→ **TASK DESCRIPTION**
Your task is to write out the lines from the line containing "Target phrase = dark curly hair" through the last line of the material, exactly.

[Source data]

::::::

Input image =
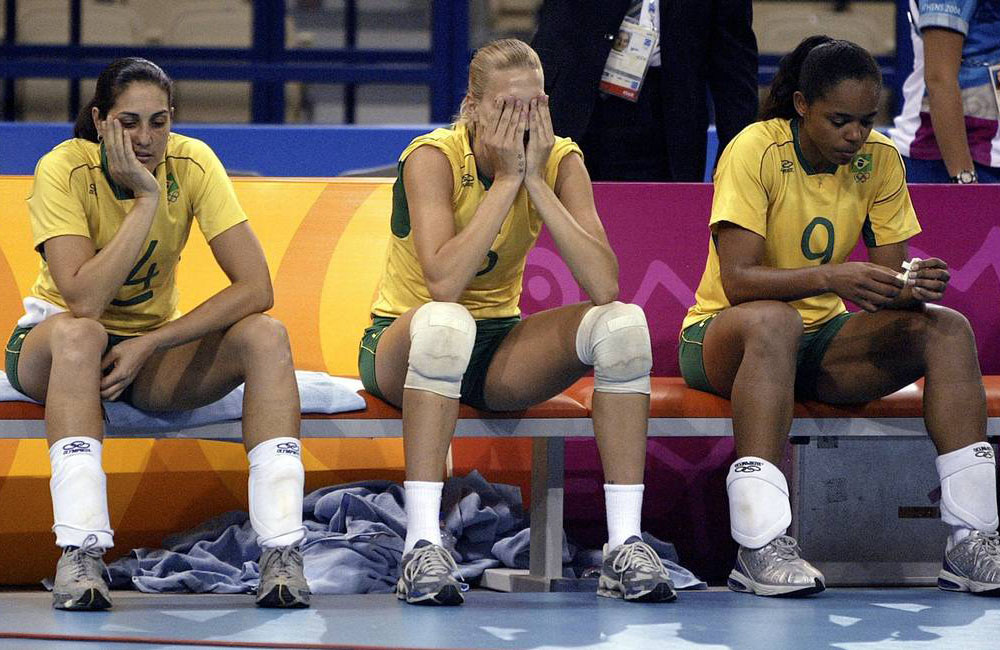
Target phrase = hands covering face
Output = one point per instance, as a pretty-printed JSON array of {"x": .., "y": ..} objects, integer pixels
[{"x": 517, "y": 137}]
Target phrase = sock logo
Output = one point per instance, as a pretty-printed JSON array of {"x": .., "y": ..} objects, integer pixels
[
  {"x": 984, "y": 451},
  {"x": 76, "y": 447},
  {"x": 288, "y": 448}
]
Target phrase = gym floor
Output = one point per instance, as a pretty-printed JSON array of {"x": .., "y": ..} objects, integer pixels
[{"x": 715, "y": 618}]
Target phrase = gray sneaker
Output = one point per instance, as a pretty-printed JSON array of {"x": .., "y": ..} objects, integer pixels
[
  {"x": 973, "y": 564},
  {"x": 428, "y": 577},
  {"x": 775, "y": 570},
  {"x": 634, "y": 572},
  {"x": 79, "y": 580},
  {"x": 282, "y": 582}
]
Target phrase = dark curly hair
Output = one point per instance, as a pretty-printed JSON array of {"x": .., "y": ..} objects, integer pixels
[{"x": 817, "y": 64}]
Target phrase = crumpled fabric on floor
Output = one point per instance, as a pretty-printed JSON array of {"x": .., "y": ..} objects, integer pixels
[{"x": 353, "y": 544}]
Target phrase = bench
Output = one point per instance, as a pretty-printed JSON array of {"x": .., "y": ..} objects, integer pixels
[{"x": 318, "y": 232}]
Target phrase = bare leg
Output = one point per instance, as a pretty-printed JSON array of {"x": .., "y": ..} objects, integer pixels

::::::

→ **FULL SOLUTION**
Target phrase = dark curly hair
Output = one point per instance, as a pretty-printed JSON array of {"x": .., "y": ..} objects, integer pixels
[{"x": 817, "y": 64}]
Target phrase = crumpled fabric on floor
Output = one point per instance, as a pretty-printed JSON array of {"x": .., "y": ..} objects, integer pixels
[{"x": 353, "y": 544}]
Target phrase = bench
Output = one point per instance, as a pretty-printed JSON array of {"x": .., "y": ..} objects, integer pixels
[{"x": 318, "y": 232}]
Target phrase = bare leg
Output = one point per instance, as a pretty-printed JSON array of {"x": .., "y": ..} objects, integer pixels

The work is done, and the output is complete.